:: Extracted information

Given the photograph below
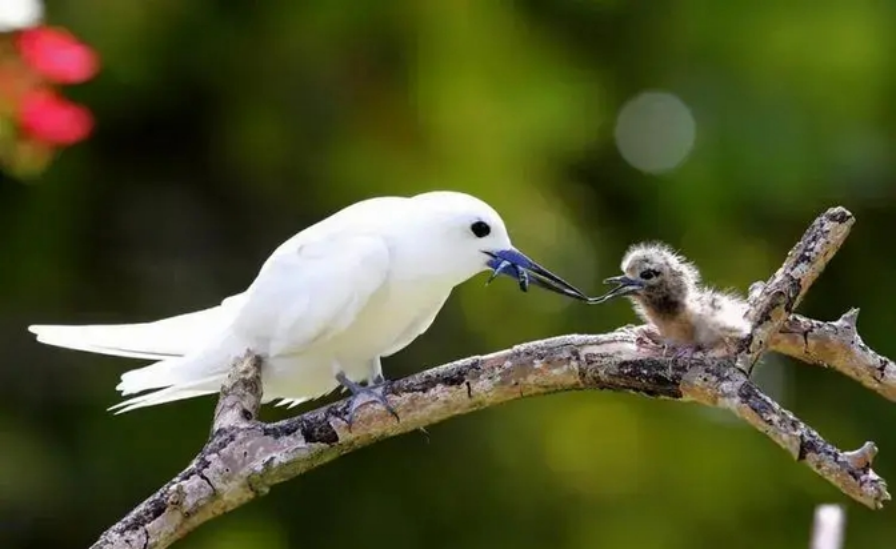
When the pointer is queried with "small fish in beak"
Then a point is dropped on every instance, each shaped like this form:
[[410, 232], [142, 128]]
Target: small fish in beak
[[625, 286], [517, 265]]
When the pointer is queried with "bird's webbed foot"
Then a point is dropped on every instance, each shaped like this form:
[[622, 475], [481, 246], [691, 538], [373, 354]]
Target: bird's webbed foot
[[364, 395]]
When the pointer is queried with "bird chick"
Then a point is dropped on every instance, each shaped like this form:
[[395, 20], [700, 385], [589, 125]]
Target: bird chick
[[666, 292]]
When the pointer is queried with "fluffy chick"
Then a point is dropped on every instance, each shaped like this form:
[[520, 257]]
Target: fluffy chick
[[666, 292]]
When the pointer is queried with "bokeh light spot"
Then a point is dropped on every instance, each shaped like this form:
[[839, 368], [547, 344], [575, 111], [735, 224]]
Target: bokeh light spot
[[655, 131]]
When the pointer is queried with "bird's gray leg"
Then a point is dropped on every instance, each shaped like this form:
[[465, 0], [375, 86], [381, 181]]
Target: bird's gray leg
[[373, 392]]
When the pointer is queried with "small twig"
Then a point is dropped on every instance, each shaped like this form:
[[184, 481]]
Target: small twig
[[839, 346], [244, 458], [828, 527]]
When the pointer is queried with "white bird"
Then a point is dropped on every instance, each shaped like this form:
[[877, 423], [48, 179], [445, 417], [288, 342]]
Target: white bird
[[666, 292], [325, 307]]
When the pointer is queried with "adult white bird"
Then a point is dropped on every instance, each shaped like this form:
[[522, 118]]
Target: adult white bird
[[325, 307]]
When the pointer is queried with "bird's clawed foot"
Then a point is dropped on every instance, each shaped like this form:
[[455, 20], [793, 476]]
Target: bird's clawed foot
[[364, 395]]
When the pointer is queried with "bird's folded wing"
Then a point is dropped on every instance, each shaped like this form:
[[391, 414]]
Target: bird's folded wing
[[308, 293]]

::::

**What to produce**.
Recast all the records above as a JSON list of strings, one string per line, with blank lines dropped and the picture left out.

**Output for this exercise**.
[
  "Given the photograph below",
  "When the pointer is queried with \"small fish in beak\"",
  "Then a point is dropped on every instance, each shaped like this form:",
  "[[410, 232], [142, 128]]",
  "Target: small fish in beak",
  "[[625, 286], [517, 265]]",
  "When the pointer is queried with \"bird's webbed foot\"",
  "Then a point is dropped on every instance, each shaped like this form:",
  "[[622, 475], [481, 246], [691, 538], [373, 354]]",
  "Target: bird's webbed foot",
  "[[364, 395]]",
  "When the pointer is queried with \"bird chick\"",
  "Then a point is dropped on every instance, each shaped like this form:",
  "[[395, 20], [700, 385], [589, 125]]",
  "Target: bird chick",
  "[[666, 292]]",
  "When the pointer is queried with \"fluffy chick\"",
  "Then a point is dropped on every instance, each shaped like this form:",
  "[[520, 257]]",
  "Target: fluffy chick",
  "[[666, 292]]",
  "When the pointer is queried with \"bokeh light spot\"",
  "Then a point is dropped on every instance, each shaped like this form:",
  "[[839, 368], [547, 344], [575, 111], [735, 224]]",
  "Target: bokeh light spot",
  "[[655, 131]]",
  "When the pointer is queried with \"bird's gray leg\"",
  "Then a point is dropped on every instance, each shaped like this form:",
  "[[465, 0], [375, 86], [381, 181]]",
  "Target: bird's gray leg",
  "[[373, 392]]",
  "When the pointer is queried with \"small twig\"",
  "Then a point is dropped on every instance, each shaped like this form:",
  "[[184, 481]]",
  "Target: small twig",
  "[[839, 346], [244, 458], [828, 527]]",
  "When the pointer is queried with \"white bird\"",
  "Then a point is dropped on every instance, each shaped like this form:",
  "[[877, 423], [48, 179], [445, 417], [288, 342]]",
  "Target: white bird",
  "[[666, 292], [325, 307]]",
  "When the pointer is queried with \"adult white bird\"",
  "Then a point is dropped on every instance, each shaped like this form:",
  "[[522, 118]]",
  "Target: adult white bird",
  "[[325, 307]]",
  "When the pointer is queried with \"bird's clawed foot\"",
  "Then a point is dropped on every instance, each shaped like this form:",
  "[[455, 20], [793, 476]]",
  "Target: bird's clawed foot",
  "[[364, 395]]",
  "When the pointer is queried with \"bird's folded wing\"",
  "Then a point is dropped on every instance, each shaped like this form:",
  "[[391, 414]]",
  "Target: bird's folded wing",
  "[[308, 293]]"
]